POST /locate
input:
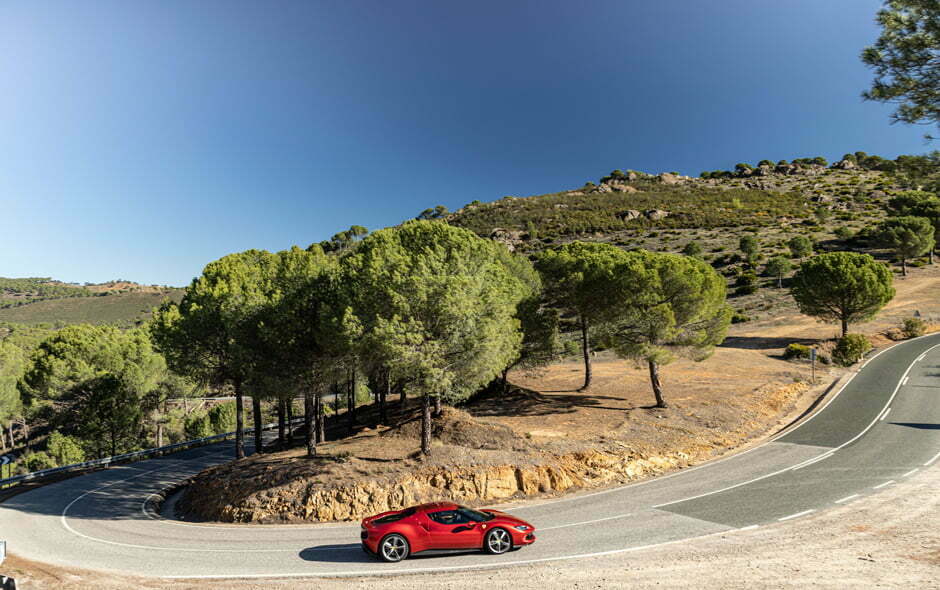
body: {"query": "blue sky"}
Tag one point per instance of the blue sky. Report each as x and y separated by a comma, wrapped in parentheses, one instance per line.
(142, 140)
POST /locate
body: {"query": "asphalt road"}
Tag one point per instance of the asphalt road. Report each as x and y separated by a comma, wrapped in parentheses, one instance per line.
(882, 427)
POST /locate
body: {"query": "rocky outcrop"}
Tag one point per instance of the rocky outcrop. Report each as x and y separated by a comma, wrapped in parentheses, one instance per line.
(309, 500)
(667, 178)
(614, 186)
(845, 165)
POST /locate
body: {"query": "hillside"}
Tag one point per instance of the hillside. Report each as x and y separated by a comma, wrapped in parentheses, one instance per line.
(667, 212)
(42, 300)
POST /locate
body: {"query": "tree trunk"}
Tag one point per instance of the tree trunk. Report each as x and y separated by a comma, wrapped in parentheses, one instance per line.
(351, 401)
(239, 424)
(310, 437)
(657, 386)
(383, 398)
(586, 349)
(290, 421)
(426, 424)
(256, 417)
(321, 420)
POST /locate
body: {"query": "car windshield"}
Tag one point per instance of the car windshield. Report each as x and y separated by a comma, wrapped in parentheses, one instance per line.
(395, 517)
(474, 515)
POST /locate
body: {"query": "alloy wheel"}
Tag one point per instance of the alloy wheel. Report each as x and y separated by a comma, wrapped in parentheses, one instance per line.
(393, 549)
(499, 541)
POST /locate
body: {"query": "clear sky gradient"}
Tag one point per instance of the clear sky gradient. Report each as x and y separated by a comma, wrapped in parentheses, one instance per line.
(142, 140)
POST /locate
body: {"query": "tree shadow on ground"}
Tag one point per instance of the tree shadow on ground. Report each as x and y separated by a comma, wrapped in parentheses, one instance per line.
(526, 402)
(760, 343)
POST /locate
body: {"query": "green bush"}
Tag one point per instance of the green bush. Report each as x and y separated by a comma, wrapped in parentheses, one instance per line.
(913, 327)
(64, 450)
(197, 425)
(796, 351)
(850, 348)
(746, 283)
(844, 233)
(222, 418)
(572, 348)
(693, 249)
(739, 318)
(39, 461)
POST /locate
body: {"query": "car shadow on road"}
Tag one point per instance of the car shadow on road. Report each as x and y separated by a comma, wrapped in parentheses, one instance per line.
(337, 553)
(920, 425)
(353, 553)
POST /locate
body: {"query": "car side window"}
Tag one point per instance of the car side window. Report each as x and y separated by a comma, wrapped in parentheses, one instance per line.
(448, 517)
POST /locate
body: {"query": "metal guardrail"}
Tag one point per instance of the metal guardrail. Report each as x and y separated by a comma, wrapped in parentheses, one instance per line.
(135, 456)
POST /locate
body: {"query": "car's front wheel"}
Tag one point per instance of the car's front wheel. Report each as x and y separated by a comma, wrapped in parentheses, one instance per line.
(394, 548)
(497, 541)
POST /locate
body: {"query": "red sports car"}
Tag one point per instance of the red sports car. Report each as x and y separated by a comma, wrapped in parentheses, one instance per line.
(395, 535)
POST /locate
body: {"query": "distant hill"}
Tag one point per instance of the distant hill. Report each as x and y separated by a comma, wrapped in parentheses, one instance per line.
(43, 300)
(831, 205)
(626, 206)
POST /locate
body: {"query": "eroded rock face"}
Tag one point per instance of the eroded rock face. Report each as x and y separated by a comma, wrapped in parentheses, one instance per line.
(307, 500)
(667, 178)
(845, 165)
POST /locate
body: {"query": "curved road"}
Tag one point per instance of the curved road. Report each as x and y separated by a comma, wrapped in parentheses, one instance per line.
(881, 428)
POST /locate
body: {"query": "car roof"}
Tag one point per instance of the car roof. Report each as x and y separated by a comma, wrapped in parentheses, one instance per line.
(435, 506)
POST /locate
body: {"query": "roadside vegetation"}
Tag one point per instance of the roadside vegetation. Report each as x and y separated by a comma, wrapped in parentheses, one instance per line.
(441, 308)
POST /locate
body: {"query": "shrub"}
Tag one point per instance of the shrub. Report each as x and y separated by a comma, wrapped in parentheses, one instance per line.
(64, 450)
(844, 233)
(197, 425)
(222, 418)
(739, 317)
(693, 249)
(850, 348)
(572, 348)
(39, 461)
(796, 351)
(913, 327)
(746, 283)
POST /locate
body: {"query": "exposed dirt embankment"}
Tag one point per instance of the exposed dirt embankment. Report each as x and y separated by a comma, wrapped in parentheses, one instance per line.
(475, 461)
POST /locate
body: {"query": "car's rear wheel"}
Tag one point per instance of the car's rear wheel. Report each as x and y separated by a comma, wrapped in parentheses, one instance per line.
(394, 548)
(497, 541)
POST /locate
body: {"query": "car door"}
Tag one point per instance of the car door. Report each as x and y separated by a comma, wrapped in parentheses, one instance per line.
(449, 529)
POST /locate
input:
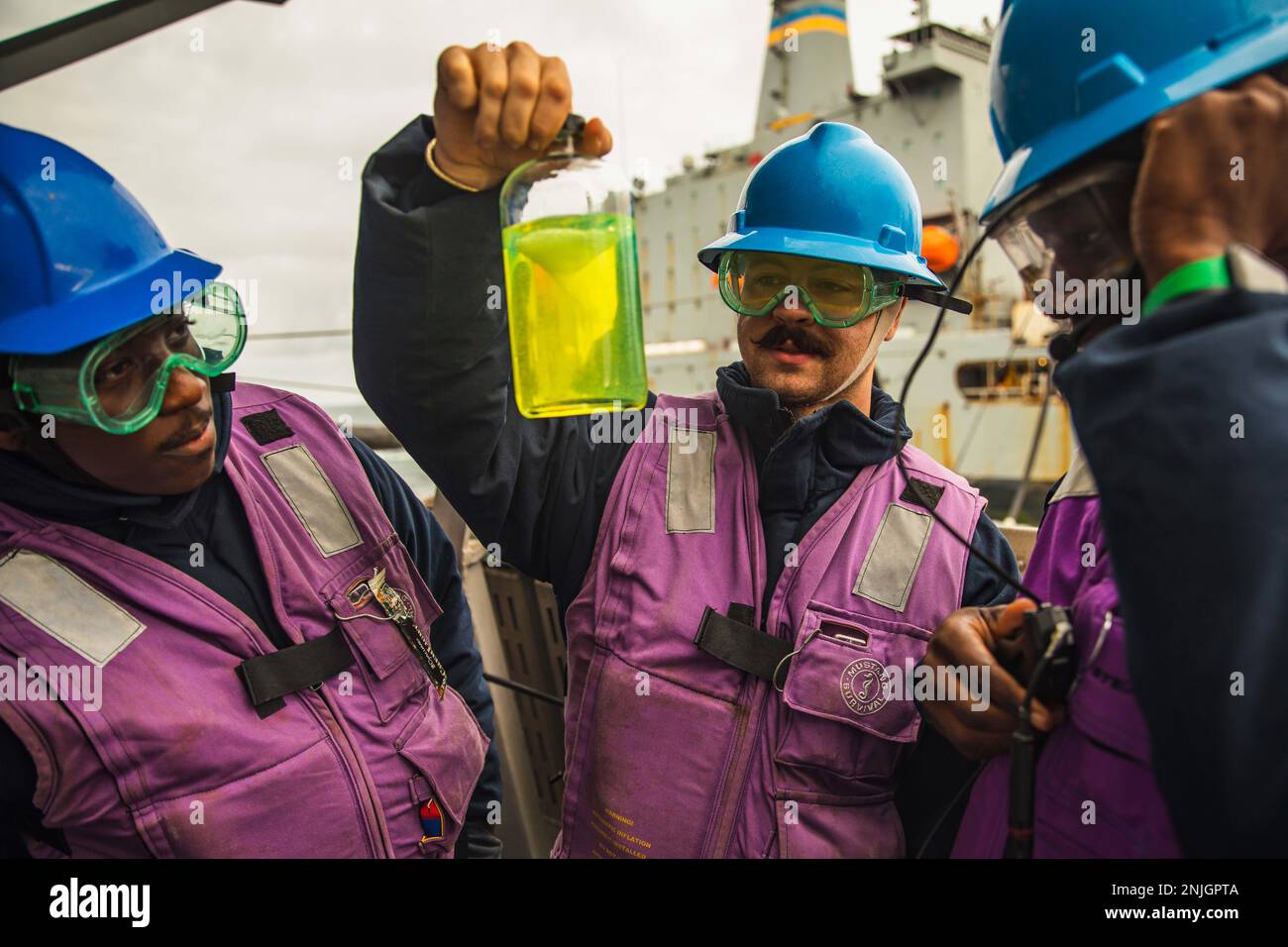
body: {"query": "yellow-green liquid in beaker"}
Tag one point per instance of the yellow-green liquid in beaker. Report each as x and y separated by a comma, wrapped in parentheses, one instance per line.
(575, 315)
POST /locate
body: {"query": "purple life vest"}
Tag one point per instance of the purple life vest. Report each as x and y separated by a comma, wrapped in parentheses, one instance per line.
(1095, 792)
(176, 762)
(671, 753)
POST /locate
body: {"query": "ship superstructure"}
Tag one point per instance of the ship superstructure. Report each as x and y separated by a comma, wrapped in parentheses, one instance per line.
(977, 401)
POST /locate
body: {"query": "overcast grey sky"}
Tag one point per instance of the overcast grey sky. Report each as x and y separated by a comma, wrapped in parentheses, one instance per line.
(235, 128)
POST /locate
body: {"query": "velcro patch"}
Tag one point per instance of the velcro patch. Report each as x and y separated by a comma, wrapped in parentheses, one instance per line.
(267, 427)
(922, 493)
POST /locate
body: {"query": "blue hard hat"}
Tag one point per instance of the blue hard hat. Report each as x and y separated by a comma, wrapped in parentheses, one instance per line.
(835, 195)
(1072, 75)
(81, 258)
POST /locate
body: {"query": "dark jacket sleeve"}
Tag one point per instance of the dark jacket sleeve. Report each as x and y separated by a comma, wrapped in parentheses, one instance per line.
(983, 586)
(1181, 419)
(932, 788)
(432, 356)
(452, 634)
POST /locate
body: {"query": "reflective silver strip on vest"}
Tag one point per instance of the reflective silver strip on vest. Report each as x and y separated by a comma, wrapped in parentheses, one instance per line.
(60, 603)
(691, 483)
(313, 499)
(894, 557)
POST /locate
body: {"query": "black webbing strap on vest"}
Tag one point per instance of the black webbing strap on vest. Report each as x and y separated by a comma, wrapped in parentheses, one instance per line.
(741, 644)
(268, 678)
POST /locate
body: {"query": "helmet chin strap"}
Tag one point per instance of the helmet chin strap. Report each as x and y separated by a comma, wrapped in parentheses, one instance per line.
(885, 318)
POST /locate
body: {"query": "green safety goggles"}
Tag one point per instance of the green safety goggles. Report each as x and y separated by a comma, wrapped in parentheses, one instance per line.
(836, 294)
(117, 382)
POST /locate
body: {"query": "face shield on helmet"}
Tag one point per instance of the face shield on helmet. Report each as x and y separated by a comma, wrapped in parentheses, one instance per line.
(1080, 228)
(836, 294)
(117, 382)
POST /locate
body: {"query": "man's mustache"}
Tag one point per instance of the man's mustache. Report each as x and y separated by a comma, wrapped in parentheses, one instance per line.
(803, 339)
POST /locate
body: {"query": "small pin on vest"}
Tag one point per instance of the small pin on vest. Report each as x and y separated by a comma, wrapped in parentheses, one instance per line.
(430, 821)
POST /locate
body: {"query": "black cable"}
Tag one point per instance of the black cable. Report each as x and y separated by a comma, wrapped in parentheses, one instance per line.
(522, 688)
(957, 797)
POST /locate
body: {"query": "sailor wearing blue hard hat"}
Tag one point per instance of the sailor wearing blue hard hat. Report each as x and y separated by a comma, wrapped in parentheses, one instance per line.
(1146, 144)
(720, 573)
(138, 532)
(827, 227)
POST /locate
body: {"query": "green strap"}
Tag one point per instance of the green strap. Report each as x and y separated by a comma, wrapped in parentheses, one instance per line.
(1198, 275)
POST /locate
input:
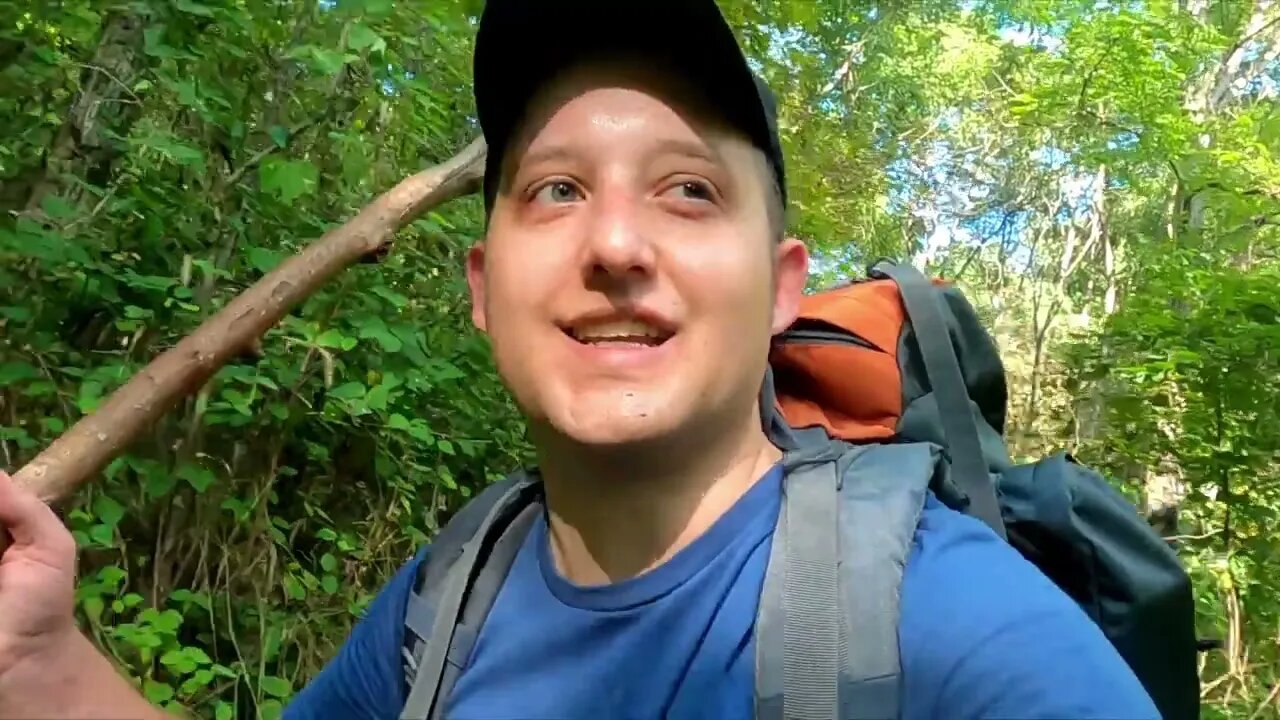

--------------------------------

DIRECTIVE: Please pick out each line in the items above that contains the word "dirt", and copy those lines.

FINAL RESULT:
body: {"query": "exposed dirt embankment"}
Tag one point per instance of the exposed dirt embankment. Report each as x and y separated by a comma, wrapped in parentheses, one instance per line.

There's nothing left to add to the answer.